## Stated exercise 1
In the mailing list post on medieval farm life, how many eggs do many feast descriptions use for the entire series of meals?
## Stated exercise 2
Carry on writing the mailing list post on medieval farm life, picking up right after its final sentence.

## Source excerpt
....

Libum (was RE: SC - OT Dogs vs Cats...)

Wendy penguin2 at telusplanet.net
Thu May 6 16:36:17 PDT 1999


Lord Ras wrote:
>You woundn't be too far off. Most of the urban/suburban denizens of the list
>are always forgetting that the MA were peoples by an agricultural society. I
>have absolutely no surprise at hearing that eggs were in the top 2 source of
>protien foods duing that era. Many of the feast discriptions we have use
>60000 or more eggs for the entire series of meals. Virtually every household
>would have had at least a few chickens in the yard as wellas a pig or 2 even
>city folks.
>
>Think apricultural and you will seldom find many surprises in descriptions of
>medieval life. Certainly some  folks lived in cities but they were a decided
>minority and most likely had an herb garden and chickens as wellas a dovecot.
>We  moderns have unnaturally divorced ourselves from a lifestyle that was
>virtually universal up until a hundred years ago.

....

## Dataset excerpt

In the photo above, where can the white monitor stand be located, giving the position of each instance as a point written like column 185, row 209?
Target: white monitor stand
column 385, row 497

....

## Exercise response 1
60000 or more.

## Exercise response 2
My experience spending a couple years in Indonesia's largest city, Jakarta,
in 1978-80 showed that even in urban environments, people will raise food
animals. I lived in an Indonesian neighborhood, nowhere near where the
ex-pats (foreigners working in Indonesia) all lived. It was a narrow
"street", called a "gang", barely wide enough for a betjak (pedi-cab) (few
Indonesians own motor vehicles - a motor scooter is a big deal). There were
chickens wandering around all day (i was never sure where they went at
night).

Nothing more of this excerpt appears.